** PROBLEM REQUIREMENTS **
Check each line of the entries below for the word "target", and copy out the ones that have it.

[Dataset entries]
-*-

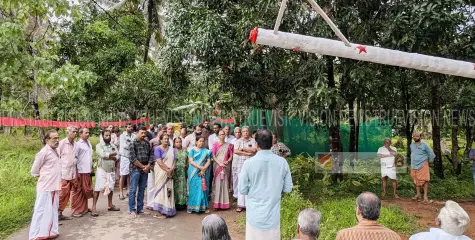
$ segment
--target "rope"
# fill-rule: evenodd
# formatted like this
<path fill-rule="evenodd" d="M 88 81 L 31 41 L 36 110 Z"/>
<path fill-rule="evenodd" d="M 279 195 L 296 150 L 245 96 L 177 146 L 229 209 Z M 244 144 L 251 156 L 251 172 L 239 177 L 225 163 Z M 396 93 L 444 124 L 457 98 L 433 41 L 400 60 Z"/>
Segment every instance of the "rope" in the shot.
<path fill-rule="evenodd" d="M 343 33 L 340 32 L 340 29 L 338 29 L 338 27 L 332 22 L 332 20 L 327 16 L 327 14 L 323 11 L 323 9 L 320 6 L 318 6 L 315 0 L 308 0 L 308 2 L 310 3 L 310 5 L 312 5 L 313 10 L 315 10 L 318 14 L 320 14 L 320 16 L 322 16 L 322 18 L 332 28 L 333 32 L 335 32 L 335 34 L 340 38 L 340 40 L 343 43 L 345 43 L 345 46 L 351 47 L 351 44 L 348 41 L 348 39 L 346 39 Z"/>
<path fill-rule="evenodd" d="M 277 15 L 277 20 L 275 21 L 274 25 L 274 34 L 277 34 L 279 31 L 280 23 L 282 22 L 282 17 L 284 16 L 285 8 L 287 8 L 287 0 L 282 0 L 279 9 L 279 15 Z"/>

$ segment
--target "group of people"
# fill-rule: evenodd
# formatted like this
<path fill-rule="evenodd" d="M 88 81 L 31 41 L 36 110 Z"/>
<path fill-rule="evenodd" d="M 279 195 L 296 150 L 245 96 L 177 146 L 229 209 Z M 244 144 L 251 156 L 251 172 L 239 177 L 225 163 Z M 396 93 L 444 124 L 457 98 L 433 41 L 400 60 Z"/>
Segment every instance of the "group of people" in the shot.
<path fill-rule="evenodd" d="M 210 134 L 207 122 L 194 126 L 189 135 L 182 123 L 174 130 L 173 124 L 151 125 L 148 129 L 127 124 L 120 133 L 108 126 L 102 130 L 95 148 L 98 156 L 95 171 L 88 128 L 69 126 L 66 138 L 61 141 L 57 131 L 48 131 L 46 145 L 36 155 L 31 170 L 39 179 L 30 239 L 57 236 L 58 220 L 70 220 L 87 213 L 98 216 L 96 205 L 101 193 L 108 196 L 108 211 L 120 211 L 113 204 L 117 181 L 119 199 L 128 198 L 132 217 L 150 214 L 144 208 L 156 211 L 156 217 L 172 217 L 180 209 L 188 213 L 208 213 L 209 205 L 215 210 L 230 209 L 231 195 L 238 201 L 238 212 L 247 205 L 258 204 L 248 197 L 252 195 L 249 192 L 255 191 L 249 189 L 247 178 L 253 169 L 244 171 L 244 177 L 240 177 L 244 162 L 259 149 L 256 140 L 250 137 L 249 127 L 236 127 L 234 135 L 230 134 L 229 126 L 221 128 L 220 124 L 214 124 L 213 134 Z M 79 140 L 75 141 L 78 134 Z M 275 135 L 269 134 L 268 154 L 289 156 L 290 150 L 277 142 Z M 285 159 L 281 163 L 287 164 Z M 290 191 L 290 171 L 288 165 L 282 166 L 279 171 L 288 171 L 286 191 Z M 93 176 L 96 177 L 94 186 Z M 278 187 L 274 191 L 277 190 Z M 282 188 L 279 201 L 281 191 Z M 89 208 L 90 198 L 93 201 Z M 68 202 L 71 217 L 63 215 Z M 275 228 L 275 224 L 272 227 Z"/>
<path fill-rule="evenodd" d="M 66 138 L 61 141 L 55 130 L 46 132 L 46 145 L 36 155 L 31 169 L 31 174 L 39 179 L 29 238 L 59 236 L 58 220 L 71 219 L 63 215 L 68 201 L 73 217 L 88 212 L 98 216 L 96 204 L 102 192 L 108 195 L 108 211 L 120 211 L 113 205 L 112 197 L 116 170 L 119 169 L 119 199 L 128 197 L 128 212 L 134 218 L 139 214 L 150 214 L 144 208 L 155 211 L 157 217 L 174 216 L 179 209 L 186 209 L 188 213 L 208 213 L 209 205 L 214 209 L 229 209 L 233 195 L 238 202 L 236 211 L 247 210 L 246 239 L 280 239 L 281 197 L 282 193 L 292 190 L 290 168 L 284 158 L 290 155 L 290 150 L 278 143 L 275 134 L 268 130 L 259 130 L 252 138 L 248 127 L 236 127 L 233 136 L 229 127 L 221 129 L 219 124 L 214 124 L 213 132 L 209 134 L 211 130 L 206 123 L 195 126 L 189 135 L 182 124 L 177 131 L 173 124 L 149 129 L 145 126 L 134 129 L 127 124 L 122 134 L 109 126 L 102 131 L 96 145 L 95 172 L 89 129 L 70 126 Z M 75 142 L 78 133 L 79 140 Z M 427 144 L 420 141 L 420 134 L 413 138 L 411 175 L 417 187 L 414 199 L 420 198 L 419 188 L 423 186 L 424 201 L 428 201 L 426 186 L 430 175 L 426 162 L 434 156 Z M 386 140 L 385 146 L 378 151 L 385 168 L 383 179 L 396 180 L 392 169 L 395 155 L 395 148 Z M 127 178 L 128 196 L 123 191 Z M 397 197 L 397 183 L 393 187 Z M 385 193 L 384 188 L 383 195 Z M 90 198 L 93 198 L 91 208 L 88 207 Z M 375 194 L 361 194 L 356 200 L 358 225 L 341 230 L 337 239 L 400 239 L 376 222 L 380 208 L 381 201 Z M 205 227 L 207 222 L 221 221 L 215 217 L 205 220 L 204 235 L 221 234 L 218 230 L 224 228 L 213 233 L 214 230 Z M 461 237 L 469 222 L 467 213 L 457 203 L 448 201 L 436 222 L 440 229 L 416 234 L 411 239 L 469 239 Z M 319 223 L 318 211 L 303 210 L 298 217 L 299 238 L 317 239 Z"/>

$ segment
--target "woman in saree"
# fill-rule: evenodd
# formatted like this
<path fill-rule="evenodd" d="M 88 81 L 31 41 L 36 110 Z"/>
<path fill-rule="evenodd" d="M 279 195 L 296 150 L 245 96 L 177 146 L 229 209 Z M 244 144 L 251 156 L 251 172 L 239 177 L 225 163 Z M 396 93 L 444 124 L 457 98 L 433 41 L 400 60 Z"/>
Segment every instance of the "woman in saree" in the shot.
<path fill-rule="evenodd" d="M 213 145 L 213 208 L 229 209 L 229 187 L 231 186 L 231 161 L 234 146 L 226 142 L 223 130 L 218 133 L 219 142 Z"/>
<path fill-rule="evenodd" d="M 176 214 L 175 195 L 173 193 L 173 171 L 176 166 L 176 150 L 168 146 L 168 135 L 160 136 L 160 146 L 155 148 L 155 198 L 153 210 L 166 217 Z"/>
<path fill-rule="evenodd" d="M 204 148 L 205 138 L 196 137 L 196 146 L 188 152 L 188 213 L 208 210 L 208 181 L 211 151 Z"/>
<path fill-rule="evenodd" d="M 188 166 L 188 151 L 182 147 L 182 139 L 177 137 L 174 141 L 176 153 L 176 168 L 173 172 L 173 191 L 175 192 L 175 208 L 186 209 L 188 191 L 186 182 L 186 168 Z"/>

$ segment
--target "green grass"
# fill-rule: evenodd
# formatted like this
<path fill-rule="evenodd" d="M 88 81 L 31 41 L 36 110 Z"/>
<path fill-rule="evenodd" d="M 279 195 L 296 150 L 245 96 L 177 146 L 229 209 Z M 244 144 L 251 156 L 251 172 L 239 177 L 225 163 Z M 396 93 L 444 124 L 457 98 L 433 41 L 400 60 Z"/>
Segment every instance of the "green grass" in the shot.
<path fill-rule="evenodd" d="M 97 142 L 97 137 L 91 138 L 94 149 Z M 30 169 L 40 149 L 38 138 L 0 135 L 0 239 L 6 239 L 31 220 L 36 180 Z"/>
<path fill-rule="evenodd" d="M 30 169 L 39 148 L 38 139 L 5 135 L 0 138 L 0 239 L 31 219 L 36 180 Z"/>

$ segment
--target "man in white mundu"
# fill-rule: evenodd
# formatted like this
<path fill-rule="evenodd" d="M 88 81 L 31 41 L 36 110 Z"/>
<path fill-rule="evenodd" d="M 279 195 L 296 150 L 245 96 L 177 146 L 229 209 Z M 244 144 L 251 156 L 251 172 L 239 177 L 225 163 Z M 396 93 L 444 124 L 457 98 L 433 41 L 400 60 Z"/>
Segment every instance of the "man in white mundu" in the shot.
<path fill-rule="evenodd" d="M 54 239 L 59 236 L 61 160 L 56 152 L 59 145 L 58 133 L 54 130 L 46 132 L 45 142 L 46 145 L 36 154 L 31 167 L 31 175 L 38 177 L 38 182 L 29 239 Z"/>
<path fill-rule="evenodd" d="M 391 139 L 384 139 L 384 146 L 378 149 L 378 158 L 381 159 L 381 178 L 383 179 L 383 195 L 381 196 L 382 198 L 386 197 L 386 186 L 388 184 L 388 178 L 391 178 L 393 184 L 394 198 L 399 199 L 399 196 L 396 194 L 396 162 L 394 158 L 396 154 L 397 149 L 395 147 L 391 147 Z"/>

-*-

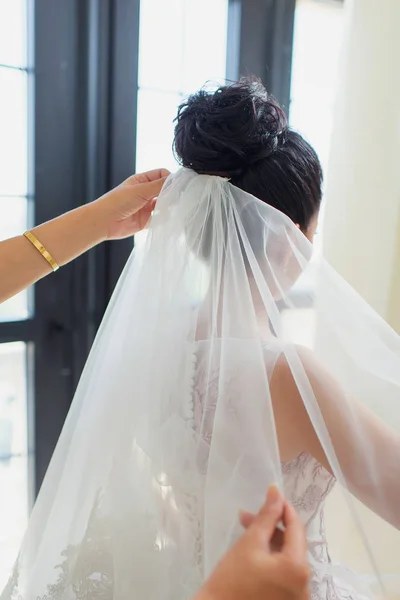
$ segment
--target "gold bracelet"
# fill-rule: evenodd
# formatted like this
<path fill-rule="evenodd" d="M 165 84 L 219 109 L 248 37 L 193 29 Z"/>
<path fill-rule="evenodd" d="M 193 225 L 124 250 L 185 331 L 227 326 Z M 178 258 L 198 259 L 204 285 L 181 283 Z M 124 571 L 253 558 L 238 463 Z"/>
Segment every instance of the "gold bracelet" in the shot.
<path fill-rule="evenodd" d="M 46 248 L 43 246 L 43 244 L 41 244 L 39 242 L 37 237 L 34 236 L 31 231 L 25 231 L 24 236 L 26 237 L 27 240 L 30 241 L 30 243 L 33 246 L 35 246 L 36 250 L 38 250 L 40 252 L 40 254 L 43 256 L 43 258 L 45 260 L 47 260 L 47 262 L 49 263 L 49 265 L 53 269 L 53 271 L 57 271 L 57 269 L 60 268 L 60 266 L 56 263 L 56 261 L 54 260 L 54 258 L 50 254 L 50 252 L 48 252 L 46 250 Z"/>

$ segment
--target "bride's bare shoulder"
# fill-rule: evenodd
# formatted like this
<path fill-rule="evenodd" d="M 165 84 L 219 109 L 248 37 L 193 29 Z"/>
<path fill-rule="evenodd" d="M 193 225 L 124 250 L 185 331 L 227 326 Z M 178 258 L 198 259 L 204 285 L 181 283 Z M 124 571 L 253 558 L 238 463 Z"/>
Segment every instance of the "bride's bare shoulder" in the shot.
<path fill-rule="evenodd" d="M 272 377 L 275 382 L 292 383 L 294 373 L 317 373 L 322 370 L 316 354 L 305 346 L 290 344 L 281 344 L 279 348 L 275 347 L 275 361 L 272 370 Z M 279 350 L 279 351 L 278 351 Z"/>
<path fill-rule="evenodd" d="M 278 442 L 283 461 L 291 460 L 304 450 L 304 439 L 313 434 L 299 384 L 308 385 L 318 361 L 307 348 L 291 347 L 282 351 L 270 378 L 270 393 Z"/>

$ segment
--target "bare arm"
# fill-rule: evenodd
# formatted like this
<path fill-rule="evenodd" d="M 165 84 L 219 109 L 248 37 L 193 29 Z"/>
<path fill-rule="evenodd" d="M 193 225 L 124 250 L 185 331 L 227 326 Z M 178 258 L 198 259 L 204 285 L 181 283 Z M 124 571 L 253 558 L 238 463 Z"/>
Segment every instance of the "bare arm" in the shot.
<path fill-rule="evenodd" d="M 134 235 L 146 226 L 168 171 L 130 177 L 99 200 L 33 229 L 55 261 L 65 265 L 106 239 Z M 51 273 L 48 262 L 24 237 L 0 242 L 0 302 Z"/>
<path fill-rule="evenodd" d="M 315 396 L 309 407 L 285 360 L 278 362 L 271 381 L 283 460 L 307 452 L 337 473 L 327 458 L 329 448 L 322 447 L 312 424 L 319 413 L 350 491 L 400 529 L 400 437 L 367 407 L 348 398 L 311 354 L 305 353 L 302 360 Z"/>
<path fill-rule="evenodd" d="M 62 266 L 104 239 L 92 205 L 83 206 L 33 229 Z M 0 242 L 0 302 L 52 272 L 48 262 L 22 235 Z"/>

-*-

** PROBLEM SOLUTION **
--target "rope"
--target "group of people"
--target "woman in saree"
--target "green grass"
--target "man in white mundu"
--target "gold bracelet"
--target "bride's bare shoulder"
--target "bare arm"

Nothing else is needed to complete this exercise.